ACTIVITY »
Write out exactly the lines of the entries below, from the first through the line containing "143), (336, 213)]]", and nothing beyond them.

Collection entries:

= = = =

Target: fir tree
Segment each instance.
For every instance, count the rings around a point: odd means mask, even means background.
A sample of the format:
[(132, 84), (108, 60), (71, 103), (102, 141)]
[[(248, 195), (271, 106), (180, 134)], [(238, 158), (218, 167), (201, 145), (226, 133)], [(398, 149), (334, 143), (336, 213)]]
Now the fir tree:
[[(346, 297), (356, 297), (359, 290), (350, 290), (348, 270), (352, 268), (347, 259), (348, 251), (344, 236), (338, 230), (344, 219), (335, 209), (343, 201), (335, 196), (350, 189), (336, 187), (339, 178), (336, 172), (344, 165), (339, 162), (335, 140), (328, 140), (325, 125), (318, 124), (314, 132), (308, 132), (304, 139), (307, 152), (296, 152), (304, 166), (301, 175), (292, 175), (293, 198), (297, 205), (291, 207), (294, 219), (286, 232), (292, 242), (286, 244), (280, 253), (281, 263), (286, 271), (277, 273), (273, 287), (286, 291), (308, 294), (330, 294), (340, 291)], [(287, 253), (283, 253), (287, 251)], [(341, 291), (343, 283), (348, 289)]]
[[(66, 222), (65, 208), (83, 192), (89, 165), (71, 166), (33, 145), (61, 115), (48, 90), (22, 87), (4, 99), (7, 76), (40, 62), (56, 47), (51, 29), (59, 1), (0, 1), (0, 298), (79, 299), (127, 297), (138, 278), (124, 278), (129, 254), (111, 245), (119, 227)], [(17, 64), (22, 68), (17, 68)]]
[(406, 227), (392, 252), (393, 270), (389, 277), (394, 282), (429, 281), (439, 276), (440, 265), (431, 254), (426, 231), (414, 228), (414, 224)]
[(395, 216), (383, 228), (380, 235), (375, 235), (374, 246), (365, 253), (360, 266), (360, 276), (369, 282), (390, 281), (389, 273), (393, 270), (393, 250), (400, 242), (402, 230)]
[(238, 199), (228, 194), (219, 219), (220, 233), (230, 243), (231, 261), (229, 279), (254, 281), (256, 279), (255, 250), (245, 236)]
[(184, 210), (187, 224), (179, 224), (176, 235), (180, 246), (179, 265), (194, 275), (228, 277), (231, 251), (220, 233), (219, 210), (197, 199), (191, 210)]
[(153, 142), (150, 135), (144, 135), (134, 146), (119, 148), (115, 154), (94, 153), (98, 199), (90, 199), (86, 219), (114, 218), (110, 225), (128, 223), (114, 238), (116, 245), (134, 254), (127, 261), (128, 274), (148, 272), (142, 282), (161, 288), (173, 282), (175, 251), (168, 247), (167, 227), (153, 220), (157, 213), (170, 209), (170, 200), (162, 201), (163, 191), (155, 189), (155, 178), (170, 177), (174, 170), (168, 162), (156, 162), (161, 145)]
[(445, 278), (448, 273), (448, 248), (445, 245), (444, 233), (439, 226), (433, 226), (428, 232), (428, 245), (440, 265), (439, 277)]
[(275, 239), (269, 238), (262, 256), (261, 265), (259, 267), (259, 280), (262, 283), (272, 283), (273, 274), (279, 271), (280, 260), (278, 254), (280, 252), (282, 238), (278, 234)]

= = = =

TASK OUTPUT »
Target: fir tree
Segment each instance.
For every instance, count the rings around a point: odd means mask, even means background.
A sample of the format:
[(132, 84), (108, 60), (71, 103), (102, 141)]
[[(248, 195), (271, 106), (180, 134)], [(238, 158), (218, 167), (201, 145), (226, 133)], [(398, 149), (334, 143), (336, 213)]]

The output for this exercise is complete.